WORK ITEM A.
Reproduce the passage on Denmark's national diet word for word, between "53. An experiment" and "and eggs themselves.", inclusive.
WORK ITEM B.
Answer these questions from the passage on Denmark's national diet:
(i) In which year of the Great War was the experiment in Denmark carried out?
(ii) Which animals did the Danes begin to raise after American grain started pouring in?
(iii) Where did Denmark's grain and fodder use to come from?

53. An experiment in National Diet

A striking experiment was carried out in Denmark in the last year of the Great War which has a moral for us in the present food crisis. The Danes as a people were, in the first instance, largely lacto-vegetarian in their diet. Then about 1870-1880 American wheat and barley from the virgin soil of the prairies began to pour in and forced the Danes to change their agricultural methods quickly. They began to raise pigs and poultry and became exporters of eggs and butter to England. They also became big eaters of meat and eggs themselves.

The blokcade following the entry of the United States into the war created a serious situation for the Danes. Denmark had a population of 35,00,000 human beings and 50,00,000 domestic animals. Grain and fodder used to come from America. The sudden stoppage of the American imports created an acute shortage of these articles.

RECORDED DATA.
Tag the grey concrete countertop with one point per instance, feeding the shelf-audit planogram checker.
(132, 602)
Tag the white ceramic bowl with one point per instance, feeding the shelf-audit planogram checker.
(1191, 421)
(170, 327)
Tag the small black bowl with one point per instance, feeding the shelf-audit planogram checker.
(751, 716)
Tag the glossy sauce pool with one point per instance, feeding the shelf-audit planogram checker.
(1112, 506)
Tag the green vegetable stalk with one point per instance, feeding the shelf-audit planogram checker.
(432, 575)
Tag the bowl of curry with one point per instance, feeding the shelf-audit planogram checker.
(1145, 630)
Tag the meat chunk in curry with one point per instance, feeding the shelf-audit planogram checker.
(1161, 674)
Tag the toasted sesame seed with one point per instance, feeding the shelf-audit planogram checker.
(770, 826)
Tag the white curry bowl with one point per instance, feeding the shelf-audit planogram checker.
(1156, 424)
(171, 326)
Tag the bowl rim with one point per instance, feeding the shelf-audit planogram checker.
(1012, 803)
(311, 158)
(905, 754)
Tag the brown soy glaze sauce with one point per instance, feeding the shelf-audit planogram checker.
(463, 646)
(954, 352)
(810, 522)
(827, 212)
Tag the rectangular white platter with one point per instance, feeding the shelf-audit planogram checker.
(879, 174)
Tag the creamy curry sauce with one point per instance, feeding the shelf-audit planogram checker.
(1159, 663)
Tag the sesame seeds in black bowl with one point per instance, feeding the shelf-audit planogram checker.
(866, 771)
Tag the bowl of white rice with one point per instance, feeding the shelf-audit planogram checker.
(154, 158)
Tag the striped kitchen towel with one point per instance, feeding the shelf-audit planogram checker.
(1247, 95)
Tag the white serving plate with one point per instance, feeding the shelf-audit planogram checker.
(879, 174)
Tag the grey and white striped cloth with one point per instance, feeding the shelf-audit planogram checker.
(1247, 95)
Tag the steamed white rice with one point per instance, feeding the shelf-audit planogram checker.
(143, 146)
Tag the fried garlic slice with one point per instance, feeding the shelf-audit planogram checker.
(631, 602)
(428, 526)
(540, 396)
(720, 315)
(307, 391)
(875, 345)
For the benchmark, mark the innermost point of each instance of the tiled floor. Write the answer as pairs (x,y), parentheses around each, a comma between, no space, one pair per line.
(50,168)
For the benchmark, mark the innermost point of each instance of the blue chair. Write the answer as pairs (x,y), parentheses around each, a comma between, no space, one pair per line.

YOUR SOLUTION A.
53. An experiment in National Diet

A striking experiment was carried out in Denmark in the last year of the Great War which has a moral for us in the present food crisis. The Danes as a people were, in the first instance, largely lacto-vegetarian in their diet. Then about 1870-1880 American wheat and barley from the virgin soil of the prairies began to pour in and forced the Danes to change their agricultural methods quickly. They began to raise pigs and poultry and became exporters of eggs and butter to England. They also became big eaters of meat and eggs themselves.

YOUR SOLUTION B.
(i) The last year of the Great War.
(ii) Pigs and poultry.
(iii) America.